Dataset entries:
================================

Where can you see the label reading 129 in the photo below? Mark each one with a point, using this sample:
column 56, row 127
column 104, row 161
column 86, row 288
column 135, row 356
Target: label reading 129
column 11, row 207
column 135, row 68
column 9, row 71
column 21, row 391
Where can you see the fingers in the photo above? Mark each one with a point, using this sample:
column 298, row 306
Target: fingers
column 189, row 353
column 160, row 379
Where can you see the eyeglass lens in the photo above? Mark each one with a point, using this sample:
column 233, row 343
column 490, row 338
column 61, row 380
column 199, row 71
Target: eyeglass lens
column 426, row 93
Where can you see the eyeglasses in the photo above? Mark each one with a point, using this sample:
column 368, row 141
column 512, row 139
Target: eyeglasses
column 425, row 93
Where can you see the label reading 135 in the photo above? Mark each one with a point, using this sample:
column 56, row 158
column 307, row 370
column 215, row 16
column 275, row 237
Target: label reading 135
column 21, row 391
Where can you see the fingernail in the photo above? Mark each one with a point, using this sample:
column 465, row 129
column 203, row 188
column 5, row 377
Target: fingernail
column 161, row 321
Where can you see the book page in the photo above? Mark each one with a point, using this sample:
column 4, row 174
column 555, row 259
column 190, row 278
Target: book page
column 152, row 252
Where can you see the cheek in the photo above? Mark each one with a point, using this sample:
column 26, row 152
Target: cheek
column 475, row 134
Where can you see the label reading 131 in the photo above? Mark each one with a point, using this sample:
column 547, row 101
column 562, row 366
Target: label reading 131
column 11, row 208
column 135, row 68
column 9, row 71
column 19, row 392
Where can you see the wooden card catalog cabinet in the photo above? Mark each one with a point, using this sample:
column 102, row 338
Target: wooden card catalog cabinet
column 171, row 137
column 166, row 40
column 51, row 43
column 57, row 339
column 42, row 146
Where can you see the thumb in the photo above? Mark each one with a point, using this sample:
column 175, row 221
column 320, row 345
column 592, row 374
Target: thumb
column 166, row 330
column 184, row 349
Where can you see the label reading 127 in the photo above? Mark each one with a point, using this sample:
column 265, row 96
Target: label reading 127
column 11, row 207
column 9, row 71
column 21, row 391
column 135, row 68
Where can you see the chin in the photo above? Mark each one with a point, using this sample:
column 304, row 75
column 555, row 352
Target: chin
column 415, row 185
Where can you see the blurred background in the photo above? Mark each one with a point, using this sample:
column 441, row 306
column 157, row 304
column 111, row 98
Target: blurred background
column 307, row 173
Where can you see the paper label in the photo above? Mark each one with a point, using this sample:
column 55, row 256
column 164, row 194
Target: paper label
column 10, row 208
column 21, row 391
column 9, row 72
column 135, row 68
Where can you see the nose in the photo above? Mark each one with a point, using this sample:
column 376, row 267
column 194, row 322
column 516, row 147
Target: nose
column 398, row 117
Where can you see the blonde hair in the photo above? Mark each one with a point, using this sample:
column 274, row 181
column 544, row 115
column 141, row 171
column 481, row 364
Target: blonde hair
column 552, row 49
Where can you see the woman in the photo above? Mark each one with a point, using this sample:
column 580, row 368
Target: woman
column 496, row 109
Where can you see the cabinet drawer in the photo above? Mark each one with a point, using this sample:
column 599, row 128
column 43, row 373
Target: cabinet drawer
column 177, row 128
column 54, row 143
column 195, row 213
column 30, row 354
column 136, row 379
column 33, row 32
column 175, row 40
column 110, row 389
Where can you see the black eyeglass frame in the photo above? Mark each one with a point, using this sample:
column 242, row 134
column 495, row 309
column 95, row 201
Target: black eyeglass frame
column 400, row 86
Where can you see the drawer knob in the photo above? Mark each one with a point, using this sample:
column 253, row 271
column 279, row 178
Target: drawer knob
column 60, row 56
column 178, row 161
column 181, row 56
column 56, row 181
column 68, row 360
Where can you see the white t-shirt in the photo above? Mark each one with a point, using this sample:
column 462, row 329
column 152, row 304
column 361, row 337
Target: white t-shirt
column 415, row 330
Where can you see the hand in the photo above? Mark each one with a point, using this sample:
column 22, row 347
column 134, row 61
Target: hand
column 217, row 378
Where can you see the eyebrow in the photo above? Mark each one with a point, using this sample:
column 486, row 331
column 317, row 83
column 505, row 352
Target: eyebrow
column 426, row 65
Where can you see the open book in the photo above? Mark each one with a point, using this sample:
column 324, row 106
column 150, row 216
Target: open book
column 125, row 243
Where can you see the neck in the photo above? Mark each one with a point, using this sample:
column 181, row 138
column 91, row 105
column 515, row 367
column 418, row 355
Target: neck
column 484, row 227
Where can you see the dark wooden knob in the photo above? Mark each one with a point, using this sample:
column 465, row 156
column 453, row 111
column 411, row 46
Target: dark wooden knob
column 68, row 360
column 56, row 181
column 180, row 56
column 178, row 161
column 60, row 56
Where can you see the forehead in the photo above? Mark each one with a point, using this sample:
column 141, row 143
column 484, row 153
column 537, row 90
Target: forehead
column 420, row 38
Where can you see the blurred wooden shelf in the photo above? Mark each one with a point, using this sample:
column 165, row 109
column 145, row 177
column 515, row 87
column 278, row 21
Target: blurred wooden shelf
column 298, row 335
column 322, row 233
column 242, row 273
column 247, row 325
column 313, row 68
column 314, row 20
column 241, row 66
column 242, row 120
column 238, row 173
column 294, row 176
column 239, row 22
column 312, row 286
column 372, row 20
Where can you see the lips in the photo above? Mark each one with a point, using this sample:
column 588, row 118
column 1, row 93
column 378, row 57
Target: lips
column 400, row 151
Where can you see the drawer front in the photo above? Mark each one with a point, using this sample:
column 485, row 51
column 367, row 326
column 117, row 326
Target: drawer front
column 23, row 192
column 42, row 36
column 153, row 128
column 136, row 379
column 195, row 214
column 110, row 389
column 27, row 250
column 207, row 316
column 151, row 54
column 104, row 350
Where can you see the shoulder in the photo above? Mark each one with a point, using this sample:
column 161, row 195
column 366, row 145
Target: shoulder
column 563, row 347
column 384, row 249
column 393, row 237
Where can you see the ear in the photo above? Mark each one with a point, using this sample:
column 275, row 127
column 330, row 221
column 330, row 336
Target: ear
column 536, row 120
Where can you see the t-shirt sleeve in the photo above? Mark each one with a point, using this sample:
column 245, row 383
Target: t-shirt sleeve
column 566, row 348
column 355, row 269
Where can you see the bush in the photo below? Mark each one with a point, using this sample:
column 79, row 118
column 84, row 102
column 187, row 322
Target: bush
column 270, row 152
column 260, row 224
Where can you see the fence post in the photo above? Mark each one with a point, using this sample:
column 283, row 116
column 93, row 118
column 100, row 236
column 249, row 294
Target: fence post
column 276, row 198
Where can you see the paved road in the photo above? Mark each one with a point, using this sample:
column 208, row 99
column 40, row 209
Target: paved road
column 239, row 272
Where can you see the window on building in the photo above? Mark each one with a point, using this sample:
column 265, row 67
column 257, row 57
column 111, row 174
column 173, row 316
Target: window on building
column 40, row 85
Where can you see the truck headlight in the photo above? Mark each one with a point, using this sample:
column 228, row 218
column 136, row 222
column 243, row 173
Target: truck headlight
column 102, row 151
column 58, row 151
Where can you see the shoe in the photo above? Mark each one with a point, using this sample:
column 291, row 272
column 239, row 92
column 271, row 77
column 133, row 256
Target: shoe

================================

Aim of the task:
Lines that contain "shoe" should be pulled from the entries above and reported.

Written answer:
Where can you see the shoe in the photo above? Mark each one with a point, using this sample:
Target: shoe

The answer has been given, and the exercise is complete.